● **Exercise data**
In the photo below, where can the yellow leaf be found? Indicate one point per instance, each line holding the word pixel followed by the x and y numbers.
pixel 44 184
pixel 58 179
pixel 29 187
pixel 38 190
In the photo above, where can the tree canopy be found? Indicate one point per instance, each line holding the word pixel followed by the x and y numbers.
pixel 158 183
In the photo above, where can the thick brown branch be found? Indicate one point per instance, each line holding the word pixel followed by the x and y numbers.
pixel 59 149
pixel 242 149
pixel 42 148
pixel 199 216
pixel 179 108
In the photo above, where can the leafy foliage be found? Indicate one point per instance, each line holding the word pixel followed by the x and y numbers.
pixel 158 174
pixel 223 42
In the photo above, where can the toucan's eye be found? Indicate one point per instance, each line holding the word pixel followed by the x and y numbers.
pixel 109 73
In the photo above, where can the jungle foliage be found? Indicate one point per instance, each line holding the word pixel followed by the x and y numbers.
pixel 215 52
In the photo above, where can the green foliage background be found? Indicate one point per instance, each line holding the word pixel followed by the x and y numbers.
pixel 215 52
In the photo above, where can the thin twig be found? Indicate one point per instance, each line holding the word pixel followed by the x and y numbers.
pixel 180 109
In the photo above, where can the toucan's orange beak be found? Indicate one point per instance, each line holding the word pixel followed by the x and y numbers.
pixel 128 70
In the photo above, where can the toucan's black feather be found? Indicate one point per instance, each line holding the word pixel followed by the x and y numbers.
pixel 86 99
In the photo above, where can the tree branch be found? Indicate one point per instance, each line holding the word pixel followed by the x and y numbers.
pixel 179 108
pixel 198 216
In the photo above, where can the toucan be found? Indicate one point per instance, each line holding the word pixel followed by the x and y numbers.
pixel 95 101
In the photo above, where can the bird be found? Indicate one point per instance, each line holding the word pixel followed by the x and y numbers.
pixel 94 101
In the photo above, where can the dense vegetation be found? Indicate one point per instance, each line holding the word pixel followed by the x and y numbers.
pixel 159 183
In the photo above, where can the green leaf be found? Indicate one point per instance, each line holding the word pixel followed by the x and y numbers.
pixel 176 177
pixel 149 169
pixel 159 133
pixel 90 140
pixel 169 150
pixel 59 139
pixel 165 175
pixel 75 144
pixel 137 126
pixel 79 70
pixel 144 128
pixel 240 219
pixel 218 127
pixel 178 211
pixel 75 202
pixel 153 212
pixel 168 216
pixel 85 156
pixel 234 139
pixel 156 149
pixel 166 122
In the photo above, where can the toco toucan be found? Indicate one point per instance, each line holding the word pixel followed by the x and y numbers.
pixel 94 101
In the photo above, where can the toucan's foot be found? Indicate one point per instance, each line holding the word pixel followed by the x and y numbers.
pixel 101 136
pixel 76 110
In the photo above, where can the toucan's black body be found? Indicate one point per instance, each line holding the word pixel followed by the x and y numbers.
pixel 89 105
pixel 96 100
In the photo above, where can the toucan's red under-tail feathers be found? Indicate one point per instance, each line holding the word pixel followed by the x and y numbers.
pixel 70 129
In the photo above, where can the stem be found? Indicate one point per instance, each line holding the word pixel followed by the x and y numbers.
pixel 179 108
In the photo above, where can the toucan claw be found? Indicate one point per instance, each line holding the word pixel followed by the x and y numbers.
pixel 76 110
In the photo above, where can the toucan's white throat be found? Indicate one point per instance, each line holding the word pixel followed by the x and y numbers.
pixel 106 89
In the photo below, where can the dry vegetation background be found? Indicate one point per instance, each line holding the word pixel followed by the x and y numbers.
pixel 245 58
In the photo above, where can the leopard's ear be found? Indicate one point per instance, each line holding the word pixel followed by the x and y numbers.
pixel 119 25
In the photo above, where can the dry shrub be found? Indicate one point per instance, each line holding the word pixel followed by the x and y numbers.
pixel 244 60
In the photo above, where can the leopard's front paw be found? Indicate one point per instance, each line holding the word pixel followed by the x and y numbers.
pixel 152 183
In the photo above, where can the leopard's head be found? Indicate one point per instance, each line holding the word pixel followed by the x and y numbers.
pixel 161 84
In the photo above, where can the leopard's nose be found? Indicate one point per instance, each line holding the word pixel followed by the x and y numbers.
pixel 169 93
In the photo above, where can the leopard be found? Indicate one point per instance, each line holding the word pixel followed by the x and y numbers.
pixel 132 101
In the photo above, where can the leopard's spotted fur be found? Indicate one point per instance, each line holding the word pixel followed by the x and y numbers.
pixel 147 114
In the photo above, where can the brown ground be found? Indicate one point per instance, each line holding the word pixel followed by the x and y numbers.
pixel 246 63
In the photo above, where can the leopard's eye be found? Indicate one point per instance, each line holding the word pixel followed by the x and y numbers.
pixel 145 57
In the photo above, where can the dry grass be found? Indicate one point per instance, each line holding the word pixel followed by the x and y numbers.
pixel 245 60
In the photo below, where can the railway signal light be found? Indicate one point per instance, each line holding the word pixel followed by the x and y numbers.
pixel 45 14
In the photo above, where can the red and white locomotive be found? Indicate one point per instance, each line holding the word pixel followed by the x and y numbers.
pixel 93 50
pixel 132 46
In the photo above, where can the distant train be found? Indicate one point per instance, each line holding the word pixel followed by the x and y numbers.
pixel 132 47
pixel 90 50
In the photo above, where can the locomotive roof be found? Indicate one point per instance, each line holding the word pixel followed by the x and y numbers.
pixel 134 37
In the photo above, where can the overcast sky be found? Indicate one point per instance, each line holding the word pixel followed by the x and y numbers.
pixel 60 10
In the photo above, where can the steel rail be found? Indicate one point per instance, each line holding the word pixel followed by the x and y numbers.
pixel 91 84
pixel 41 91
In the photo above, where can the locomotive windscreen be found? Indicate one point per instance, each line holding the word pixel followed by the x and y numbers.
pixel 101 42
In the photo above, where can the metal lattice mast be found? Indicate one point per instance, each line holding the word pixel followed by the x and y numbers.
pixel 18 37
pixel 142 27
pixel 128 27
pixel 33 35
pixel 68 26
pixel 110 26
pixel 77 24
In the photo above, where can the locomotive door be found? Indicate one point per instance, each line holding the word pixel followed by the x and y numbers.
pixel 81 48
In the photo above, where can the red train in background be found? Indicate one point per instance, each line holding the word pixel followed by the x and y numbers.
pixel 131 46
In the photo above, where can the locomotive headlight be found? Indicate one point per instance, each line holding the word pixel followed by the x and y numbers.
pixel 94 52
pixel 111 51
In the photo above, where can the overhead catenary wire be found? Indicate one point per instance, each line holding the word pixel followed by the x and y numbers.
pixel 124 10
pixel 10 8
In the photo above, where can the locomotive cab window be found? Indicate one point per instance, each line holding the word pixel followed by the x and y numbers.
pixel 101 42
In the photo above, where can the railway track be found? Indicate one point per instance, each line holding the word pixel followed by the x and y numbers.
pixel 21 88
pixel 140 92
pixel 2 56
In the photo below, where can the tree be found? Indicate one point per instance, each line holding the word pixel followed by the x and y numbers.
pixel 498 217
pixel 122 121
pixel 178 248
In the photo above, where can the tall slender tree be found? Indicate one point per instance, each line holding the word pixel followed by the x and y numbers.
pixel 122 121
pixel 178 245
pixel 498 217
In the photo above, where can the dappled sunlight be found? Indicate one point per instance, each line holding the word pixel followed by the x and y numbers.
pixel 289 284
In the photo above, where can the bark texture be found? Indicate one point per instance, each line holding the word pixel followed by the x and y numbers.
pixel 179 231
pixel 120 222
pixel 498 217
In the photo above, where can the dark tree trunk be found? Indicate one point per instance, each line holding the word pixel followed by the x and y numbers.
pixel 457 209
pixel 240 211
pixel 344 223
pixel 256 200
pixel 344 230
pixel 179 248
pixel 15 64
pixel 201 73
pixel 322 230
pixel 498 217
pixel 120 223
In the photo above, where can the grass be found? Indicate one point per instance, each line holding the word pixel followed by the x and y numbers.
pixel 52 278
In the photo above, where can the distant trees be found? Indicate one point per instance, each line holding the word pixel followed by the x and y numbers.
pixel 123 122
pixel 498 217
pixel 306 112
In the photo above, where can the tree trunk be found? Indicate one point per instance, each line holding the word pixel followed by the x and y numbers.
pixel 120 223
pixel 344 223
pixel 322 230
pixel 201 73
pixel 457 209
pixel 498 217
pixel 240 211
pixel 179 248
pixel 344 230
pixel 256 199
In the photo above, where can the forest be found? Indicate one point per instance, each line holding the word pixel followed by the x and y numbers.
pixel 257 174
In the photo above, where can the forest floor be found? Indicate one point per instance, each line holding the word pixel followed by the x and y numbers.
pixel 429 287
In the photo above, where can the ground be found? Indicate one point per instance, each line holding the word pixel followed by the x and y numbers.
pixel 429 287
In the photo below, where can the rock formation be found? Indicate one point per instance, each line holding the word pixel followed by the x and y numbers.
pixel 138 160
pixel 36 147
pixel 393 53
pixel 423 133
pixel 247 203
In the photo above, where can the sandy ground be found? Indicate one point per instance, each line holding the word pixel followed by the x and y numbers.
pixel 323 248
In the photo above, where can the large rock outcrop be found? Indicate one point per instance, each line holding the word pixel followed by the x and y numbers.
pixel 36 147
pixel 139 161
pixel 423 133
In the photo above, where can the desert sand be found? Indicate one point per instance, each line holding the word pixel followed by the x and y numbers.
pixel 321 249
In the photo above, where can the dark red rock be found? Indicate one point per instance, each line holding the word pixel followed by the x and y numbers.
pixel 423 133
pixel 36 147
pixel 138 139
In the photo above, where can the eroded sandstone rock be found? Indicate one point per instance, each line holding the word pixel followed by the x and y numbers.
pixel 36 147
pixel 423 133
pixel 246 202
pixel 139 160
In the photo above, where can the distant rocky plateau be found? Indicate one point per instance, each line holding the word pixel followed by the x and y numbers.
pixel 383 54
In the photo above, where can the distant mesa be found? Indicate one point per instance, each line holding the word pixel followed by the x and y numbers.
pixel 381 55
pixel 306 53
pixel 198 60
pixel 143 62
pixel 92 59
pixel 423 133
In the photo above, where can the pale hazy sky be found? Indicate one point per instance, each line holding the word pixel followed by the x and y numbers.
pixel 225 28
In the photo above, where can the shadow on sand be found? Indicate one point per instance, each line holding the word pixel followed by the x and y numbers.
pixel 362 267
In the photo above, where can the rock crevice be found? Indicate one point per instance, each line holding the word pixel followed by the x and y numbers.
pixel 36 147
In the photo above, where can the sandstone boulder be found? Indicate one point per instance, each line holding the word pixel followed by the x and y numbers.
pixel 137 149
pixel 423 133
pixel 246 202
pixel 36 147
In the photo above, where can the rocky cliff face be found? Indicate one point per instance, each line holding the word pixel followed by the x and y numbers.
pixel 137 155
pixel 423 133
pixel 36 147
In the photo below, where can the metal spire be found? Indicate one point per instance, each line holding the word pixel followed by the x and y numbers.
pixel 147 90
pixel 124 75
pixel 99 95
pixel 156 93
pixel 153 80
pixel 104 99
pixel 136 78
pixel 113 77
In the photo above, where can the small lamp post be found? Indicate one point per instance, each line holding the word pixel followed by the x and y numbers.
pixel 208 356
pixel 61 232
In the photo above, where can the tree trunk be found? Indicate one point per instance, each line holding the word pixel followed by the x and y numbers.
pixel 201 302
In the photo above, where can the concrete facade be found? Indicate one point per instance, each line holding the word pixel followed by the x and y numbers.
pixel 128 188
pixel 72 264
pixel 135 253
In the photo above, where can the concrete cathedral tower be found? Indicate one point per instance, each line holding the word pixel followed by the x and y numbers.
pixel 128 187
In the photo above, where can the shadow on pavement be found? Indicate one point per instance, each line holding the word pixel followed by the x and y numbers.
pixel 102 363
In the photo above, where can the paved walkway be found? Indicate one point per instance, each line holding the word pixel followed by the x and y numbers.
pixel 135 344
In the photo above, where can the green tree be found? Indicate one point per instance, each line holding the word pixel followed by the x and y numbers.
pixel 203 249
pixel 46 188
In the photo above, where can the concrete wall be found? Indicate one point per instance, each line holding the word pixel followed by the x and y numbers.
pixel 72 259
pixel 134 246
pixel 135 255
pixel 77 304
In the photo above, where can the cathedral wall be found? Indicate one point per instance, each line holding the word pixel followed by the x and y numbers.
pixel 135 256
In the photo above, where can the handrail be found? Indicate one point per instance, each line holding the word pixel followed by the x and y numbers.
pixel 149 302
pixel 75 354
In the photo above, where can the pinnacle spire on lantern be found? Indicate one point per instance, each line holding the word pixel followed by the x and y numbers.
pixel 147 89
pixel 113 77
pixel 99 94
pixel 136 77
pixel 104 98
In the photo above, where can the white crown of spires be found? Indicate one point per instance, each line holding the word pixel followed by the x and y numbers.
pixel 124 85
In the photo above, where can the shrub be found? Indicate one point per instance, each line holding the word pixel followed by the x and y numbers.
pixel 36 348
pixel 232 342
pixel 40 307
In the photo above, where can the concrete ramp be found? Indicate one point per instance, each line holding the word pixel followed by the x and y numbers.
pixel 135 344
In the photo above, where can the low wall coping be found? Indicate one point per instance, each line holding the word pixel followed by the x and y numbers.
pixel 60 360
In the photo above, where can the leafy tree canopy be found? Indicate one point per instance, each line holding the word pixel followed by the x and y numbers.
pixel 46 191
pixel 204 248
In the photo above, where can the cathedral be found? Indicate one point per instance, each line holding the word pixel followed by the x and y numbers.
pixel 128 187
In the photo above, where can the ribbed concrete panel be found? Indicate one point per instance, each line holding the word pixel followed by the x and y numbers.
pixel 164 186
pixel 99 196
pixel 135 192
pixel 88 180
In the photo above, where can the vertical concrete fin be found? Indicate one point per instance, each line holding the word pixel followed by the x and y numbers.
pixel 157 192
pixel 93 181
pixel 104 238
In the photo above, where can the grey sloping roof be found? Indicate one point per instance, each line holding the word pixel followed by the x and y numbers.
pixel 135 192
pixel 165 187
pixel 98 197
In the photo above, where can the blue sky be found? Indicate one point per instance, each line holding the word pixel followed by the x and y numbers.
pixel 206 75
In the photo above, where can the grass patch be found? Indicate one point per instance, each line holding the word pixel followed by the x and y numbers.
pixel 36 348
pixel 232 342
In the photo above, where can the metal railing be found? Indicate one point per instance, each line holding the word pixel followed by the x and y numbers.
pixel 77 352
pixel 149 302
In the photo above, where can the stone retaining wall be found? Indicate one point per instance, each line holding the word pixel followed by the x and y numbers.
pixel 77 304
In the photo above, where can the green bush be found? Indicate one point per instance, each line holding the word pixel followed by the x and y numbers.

● **Exercise prompt**
Word for word, restate the lines from the one holding "In the photo above, where can the stone" to the last line of the records.

● **Solution to this problem**
In the photo above, where can the stone retaining wall be found? Indicate one point per instance, each line holding the word pixel followed by the x and y numbers.
pixel 77 304
In the photo above, where can the green bush be found? Indicate one point per instance, each line holding the word pixel followed by the x and y numbers.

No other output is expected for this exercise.